* Task description: Rewrite only the lines from the one containing "the form [25,172]." through the end of the items, requests included, scaling every coordinate in the answer points by 1.15 and rounding to whole numbers with halves rounded up. Leave the requests and their format samples unchanged.

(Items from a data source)
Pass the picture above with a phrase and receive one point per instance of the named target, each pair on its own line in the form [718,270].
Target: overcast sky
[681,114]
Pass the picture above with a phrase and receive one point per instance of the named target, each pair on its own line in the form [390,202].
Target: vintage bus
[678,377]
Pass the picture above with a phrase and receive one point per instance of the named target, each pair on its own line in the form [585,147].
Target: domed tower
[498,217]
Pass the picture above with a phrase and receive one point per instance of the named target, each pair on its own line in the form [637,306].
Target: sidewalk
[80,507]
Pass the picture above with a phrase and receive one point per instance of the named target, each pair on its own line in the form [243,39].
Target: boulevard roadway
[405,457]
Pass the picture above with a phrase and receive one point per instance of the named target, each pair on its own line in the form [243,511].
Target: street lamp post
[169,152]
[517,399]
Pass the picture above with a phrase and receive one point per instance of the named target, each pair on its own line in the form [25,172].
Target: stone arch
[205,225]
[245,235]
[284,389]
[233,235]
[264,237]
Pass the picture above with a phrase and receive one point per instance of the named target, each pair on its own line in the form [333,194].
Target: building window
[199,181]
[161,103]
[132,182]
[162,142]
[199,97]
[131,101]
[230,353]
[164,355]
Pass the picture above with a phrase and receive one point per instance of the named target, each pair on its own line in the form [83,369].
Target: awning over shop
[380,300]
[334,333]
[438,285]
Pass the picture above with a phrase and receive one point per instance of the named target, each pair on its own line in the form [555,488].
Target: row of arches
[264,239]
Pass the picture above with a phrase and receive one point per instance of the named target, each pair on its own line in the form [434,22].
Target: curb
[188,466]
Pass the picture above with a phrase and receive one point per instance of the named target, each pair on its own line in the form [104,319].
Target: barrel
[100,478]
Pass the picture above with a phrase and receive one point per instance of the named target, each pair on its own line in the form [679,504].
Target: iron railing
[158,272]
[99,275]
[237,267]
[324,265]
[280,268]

* Result of this exercise:
Pass the picture above with a phrase and receive one point per instance of the named target, each pair on its own line in the form [25,172].
Target: stone arch
[236,259]
[282,270]
[327,447]
[268,270]
[304,273]
Pass the picture above with a phrase and receive one point per instance of the named target, each pair on its own line in the form [333,194].
Target: building window
[229,208]
[185,118]
[152,209]
[186,163]
[229,112]
[151,116]
[265,406]
[189,408]
Pass the picture above with a phrase and receive one point per instance of the named target, each pair on its own line in the form [83,369].
Target: awning over shop
[437,345]
[384,383]
[504,328]
Pass the picture above with a phrase and receive one point per instance of the named target, each pair on its own line in the form [555,488].
Target: row of arches
[304,275]
Pass the picture above with a phrase and receive one point per instance of the named target, each pair on its own line in the form [434,22].
Target: curb
[216,536]
Pass the picture above with a phrase and receive one point per instance of the named target, each pair on its own line in the form [104,319].
Target: barrel
[115,550]
Pass the picture above with a phrase and receive one point per instance of the named target, each pair on its own line in the form [679,504].
Target: iron railing
[182,313]
[114,316]
[273,307]
[373,305]
[322,308]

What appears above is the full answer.